● **Problem to solve**
Which lines of the records below contain the string "towel", counting only matches with the same letter case? Pick out each of those lines and copy it in full.

● **Task input**
^^^^

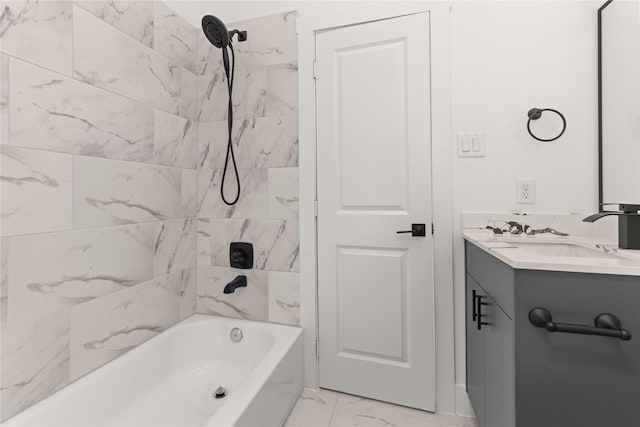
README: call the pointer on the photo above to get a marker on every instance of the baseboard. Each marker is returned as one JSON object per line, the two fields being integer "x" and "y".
{"x": 463, "y": 405}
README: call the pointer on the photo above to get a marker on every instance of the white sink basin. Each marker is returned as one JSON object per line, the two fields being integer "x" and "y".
{"x": 560, "y": 249}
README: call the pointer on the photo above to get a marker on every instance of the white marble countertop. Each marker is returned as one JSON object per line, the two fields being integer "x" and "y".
{"x": 504, "y": 247}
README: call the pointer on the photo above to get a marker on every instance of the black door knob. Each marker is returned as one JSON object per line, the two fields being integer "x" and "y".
{"x": 417, "y": 230}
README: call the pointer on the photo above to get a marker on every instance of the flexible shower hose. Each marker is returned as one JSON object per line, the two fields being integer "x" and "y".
{"x": 230, "y": 75}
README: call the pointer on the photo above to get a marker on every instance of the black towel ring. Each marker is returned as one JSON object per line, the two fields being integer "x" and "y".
{"x": 536, "y": 113}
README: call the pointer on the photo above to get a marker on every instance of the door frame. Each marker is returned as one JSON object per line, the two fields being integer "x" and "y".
{"x": 450, "y": 398}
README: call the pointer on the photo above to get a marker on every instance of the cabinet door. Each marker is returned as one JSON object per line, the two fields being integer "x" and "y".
{"x": 499, "y": 375}
{"x": 570, "y": 380}
{"x": 475, "y": 352}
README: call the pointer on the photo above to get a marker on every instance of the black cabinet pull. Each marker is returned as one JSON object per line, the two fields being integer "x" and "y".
{"x": 606, "y": 325}
{"x": 474, "y": 313}
{"x": 479, "y": 315}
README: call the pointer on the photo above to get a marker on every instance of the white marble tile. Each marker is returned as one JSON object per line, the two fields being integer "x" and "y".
{"x": 209, "y": 57}
{"x": 212, "y": 141}
{"x": 4, "y": 99}
{"x": 204, "y": 242}
{"x": 107, "y": 327}
{"x": 213, "y": 97}
{"x": 188, "y": 293}
{"x": 175, "y": 38}
{"x": 107, "y": 58}
{"x": 249, "y": 93}
{"x": 247, "y": 303}
{"x": 275, "y": 242}
{"x": 39, "y": 32}
{"x": 4, "y": 281}
{"x": 175, "y": 140}
{"x": 253, "y": 201}
{"x": 358, "y": 411}
{"x": 284, "y": 297}
{"x": 134, "y": 18}
{"x": 175, "y": 246}
{"x": 189, "y": 95}
{"x": 270, "y": 40}
{"x": 57, "y": 113}
{"x": 35, "y": 190}
{"x": 75, "y": 267}
{"x": 283, "y": 193}
{"x": 314, "y": 408}
{"x": 282, "y": 90}
{"x": 35, "y": 361}
{"x": 269, "y": 142}
{"x": 189, "y": 193}
{"x": 110, "y": 192}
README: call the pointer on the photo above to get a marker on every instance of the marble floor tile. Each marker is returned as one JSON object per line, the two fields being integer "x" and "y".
{"x": 39, "y": 32}
{"x": 134, "y": 17}
{"x": 313, "y": 409}
{"x": 332, "y": 409}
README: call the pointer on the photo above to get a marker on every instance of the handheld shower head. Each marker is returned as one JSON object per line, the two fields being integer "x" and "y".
{"x": 215, "y": 31}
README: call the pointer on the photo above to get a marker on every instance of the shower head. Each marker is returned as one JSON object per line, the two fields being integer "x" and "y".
{"x": 217, "y": 33}
{"x": 215, "y": 30}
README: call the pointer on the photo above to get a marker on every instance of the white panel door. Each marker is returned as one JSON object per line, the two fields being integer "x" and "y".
{"x": 375, "y": 287}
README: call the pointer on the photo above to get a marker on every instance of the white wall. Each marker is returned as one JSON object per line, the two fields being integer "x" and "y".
{"x": 493, "y": 61}
{"x": 506, "y": 58}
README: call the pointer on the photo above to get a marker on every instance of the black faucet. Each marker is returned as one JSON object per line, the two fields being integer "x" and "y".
{"x": 628, "y": 225}
{"x": 238, "y": 282}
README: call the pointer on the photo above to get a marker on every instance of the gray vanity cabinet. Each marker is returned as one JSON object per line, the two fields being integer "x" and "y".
{"x": 519, "y": 375}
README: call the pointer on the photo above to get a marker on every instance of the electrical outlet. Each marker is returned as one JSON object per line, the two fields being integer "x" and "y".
{"x": 525, "y": 191}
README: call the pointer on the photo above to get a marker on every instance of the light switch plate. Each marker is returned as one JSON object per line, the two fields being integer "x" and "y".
{"x": 471, "y": 144}
{"x": 525, "y": 190}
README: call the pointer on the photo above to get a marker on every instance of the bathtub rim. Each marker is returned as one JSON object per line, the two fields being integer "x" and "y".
{"x": 290, "y": 335}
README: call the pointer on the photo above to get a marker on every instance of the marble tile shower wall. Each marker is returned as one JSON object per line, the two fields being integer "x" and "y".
{"x": 98, "y": 186}
{"x": 265, "y": 138}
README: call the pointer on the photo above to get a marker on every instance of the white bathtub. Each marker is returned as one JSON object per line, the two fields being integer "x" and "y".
{"x": 170, "y": 380}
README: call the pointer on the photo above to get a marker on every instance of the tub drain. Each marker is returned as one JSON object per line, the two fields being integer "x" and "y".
{"x": 220, "y": 393}
{"x": 236, "y": 335}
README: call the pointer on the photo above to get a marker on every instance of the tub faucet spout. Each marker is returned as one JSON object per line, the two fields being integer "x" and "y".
{"x": 238, "y": 282}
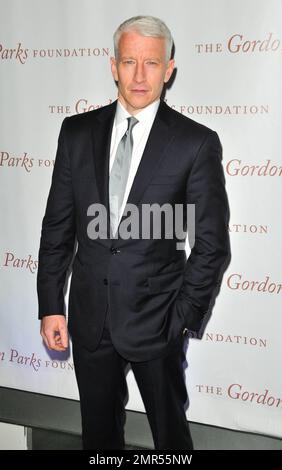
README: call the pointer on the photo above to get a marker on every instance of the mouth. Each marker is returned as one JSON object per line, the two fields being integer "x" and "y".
{"x": 138, "y": 91}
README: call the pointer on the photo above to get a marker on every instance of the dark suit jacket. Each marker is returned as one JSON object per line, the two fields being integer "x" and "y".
{"x": 152, "y": 290}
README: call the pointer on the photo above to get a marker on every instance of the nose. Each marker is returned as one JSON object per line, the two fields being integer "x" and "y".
{"x": 139, "y": 75}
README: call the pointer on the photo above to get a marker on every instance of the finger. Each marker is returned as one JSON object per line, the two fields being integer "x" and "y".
{"x": 63, "y": 336}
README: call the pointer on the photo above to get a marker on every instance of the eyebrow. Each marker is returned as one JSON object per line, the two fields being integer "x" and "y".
{"x": 132, "y": 58}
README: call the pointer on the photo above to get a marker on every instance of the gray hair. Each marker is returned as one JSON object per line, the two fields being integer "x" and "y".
{"x": 149, "y": 26}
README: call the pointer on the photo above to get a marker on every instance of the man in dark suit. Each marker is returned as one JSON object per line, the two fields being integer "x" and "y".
{"x": 132, "y": 298}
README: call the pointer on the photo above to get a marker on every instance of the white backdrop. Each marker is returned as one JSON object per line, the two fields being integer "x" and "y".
{"x": 54, "y": 59}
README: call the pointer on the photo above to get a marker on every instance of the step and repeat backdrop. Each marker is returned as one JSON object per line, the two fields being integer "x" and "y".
{"x": 55, "y": 62}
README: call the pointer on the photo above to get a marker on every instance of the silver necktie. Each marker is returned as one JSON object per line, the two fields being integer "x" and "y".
{"x": 119, "y": 174}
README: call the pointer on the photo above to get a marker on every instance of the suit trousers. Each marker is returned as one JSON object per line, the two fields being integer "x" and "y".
{"x": 102, "y": 385}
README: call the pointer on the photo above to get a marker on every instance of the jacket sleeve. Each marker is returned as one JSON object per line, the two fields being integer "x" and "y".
{"x": 57, "y": 235}
{"x": 206, "y": 189}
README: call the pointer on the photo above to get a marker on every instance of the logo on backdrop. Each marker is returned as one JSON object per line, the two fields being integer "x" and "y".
{"x": 238, "y": 282}
{"x": 237, "y": 167}
{"x": 23, "y": 161}
{"x": 12, "y": 261}
{"x": 239, "y": 43}
{"x": 21, "y": 54}
{"x": 83, "y": 105}
{"x": 238, "y": 392}
{"x": 253, "y": 229}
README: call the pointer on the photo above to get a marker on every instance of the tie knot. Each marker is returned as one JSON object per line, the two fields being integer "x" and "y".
{"x": 132, "y": 121}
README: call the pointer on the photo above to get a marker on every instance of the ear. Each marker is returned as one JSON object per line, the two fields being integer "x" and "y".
{"x": 169, "y": 70}
{"x": 114, "y": 68}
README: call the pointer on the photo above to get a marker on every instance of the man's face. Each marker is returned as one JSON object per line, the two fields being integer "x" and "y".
{"x": 140, "y": 70}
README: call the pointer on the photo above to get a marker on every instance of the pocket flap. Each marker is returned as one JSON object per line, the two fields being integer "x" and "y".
{"x": 166, "y": 281}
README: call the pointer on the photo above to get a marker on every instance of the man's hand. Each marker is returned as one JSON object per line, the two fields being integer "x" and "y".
{"x": 54, "y": 332}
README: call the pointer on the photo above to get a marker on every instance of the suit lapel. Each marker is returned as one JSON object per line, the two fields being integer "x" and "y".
{"x": 160, "y": 136}
{"x": 102, "y": 132}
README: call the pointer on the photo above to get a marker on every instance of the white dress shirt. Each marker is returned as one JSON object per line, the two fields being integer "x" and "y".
{"x": 140, "y": 133}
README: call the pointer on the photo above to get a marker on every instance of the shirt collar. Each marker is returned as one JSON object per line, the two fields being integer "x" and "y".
{"x": 147, "y": 114}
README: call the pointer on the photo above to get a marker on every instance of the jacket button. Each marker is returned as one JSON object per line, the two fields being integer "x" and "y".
{"x": 115, "y": 251}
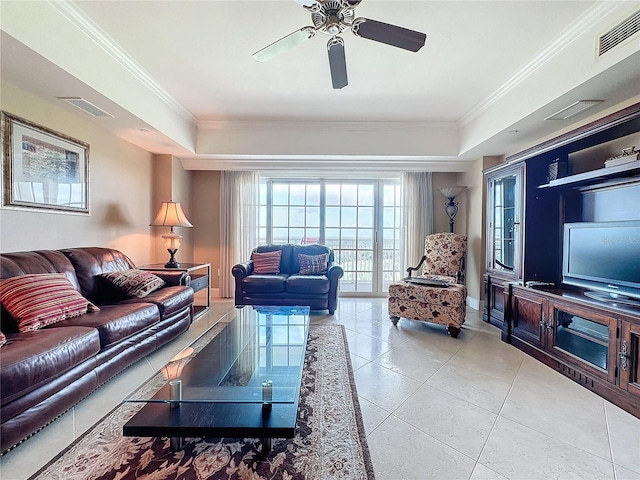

^^^^

● **Final result**
README: call the pointer on the photo above to get a marker on every instance of the black towel ring. Each marker is returned as one JSON object per line, the two fields being integer "x" and "y".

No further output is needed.